Text section:
Security Issues Cloud Mubarak Trial

CAIRO, July 31 (UPI) — Security issues have forced the government to move the trial of former Egyptian President Hosni Mubarak to Cairo’s Police Academy, officials said.

Wednesday’s trial was moved from Cairo’s International Convention Center to the Police Academy to provide additional security measures, Bikya Masr reported Sunday.

Mubarak, 83, was arrested in April and he is currently hospitalized for a variety of symptoms, including depression.

He is charged with corruption and murder in the deaths of protesters during 18 days of demonstrations that resulted in his removal. Mubarak’s sons, Alaa and Gamal, charged with corruption, will be tried at the same time.

Habib al-Adly, Egypt’s former Interior Minister, will be tried with Mubark and his sons. He is also charged with the killing of protesters and he previously received a 12-year prison sentence for corruption.

A cage was built to hold the defendants, said appeals court president Abdel Aziz Omar. The auditorium where the relocated trial is to take place can hold about 600 people.

The trial will be shown live on large-screen television sets in Cairo and Giza. The only camera allowed in the trial will be wielded by the state-run MENA news agency.

Bomber Kills 10 Afghan Policemen And Child

KABUL, Afghanistan, July 31 (UPI) — A suicide bomber killed 10 Afghan policemen and a child Sunday in the capital of Helmand province, security officials said.

Seven police officers and two civilians were also injured by the blast at a police compound in the city of Lashkar Gah, a spokesman for the southern province told The Washington Post.

Records supplied:
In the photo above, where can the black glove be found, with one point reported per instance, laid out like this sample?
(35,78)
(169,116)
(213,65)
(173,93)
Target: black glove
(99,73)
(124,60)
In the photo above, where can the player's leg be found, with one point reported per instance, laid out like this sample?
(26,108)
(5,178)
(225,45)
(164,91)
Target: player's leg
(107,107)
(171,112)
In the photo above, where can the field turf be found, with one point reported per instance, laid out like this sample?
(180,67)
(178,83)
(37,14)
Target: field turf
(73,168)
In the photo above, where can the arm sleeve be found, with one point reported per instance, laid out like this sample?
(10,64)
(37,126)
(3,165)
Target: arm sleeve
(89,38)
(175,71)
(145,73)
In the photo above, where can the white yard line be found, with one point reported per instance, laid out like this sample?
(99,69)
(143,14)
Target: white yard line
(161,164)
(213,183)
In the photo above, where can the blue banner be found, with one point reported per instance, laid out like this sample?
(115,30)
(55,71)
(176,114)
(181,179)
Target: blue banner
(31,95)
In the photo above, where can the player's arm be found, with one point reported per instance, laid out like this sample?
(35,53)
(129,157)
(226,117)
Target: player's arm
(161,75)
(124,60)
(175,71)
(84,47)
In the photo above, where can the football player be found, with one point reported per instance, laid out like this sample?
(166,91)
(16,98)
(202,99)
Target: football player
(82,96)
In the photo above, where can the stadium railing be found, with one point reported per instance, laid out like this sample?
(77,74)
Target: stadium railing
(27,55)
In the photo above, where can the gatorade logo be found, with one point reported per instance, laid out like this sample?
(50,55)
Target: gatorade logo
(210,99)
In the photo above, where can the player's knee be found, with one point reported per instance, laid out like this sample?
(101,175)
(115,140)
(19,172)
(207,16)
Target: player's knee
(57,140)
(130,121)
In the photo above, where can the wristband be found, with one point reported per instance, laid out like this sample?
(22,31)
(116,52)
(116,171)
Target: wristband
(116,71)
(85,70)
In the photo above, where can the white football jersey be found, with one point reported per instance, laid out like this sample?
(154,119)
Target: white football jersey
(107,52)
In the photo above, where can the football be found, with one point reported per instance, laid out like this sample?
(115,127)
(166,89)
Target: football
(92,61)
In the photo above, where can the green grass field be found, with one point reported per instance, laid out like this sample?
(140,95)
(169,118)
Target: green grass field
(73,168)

Problem 1:
Reproduce the news briefs from "CAIRO, July 31" to "the same time.".
Problem 2:
Rewrite the paragraph of the news briefs beginning "A cage was built" as a short list, keeping its main facts.
The rows above come from a separate source, not from the news briefs.

Exercise solution 1:
CAIRO, July 31 (UPI) — Security issues have forced the government to move the trial of former Egyptian President Hosni Mubarak to Cairo’s Police Academy, officials said.

Wednesday’s trial was moved from Cairo’s International Convention Center to the Police Academy to provide additional security measures, Bikya Masr reported Sunday.

Mubarak, 83, was arrested in April and he is currently hospitalized for a variety of symptoms, including depression.

He is charged with corruption and murder in the deaths of protesters during 18 days of demonstrations that resulted in his removal. Mubarak’s sons, Alaa and Gamal, charged with corruption, will be tried at the same time.

Exercise solution 2:
- Appeals court president Abdel Aziz Omar said a cage was built to hold the defendants.
- The auditorium for the relocated trial can hold about 600 people.